Passage to read ::

==========

36) 1998. Weldon Street, Birkdale (Brisbane) QLD 4159

In June of 1998, a lifelong dream finally came true. After an eighteen-year tour of the best and worst of Queensland’s rural hotspots—charming hamlets, desert mining towns, coastal gems, bigot strongholds and far-flung peripheries—we moved to Queensland’s capital city: Brisbane. A place I had literally dreamed of living in, but had barely dared to hope. It was the 18 months spent in Toowoomba—tantalisingly close to Brisbane, only an hour and a half-ish by car—that gave me the freedom to fantasise about perhaps, just one day, moving down the hill into an actual city.

And then it happened. We decided to go to Brisbane. From the day the decision was made until the day we moved the boxes into the house, I held my breath: it all seemed to good to be true. My life thus far had made it very easy to assume that everything would turn to shit; everything turning to shit was kind of our default position. Our family crest is an image of a second shoe falling, and our motto is “Giiiiive it a Minute”.

It was particularly easy to assume that moving to Brisbane was too good to be true given that the street we were moving into was our own stupid surname. It was all too surreal, and it made ordering pizza for delivery very difficult.

Weldon St

This was one of the most colourful houses I ever lived in. One bedroom was vivid purple. One bedroom was bright blue. The computer room was mint green. These verandah railings are actually the most subdued colour scheme in the whole house.

==========

Provided information ::
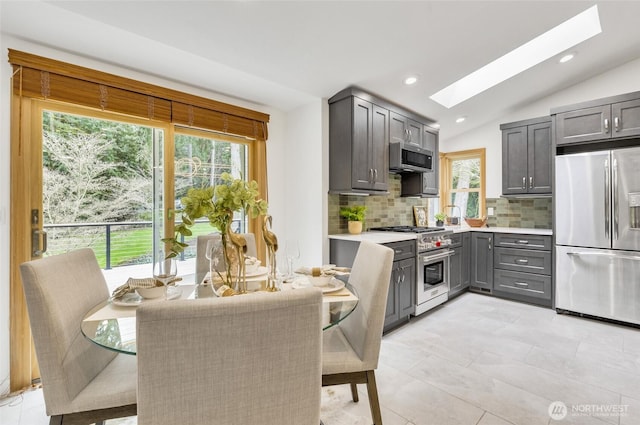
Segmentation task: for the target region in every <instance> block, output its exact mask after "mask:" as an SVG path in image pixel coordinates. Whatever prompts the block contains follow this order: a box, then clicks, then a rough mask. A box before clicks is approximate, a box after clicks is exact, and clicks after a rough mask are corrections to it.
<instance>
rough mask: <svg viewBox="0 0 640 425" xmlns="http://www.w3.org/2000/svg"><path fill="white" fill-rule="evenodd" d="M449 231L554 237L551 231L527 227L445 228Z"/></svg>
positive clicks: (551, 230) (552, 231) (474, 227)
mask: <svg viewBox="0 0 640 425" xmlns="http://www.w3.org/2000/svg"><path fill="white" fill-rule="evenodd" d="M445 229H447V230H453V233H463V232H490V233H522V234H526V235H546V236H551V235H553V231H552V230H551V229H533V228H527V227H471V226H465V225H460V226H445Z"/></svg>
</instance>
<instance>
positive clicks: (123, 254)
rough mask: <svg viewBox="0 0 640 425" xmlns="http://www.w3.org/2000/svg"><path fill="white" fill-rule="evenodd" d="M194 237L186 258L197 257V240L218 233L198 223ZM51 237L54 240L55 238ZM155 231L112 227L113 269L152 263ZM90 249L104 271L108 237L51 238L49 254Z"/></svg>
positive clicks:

==========

Aim of the task ::
From the text about the move to Weldon Street, reproduce verbatim the part that opens with the words containing "It was particularly easy" and closes with "the whole house.".

Exercise answer ::
It was particularly easy to assume that moving to Brisbane was too good to be true given that the street we were moving into was our own stupid surname. It was all too surreal, and it made ordering pizza for delivery very difficult.

Weldon St

This was one of the most colourful houses I ever lived in. One bedroom was vivid purple. One bedroom was bright blue. The computer room was mint green. These verandah railings are actually the most subdued colour scheme in the whole house.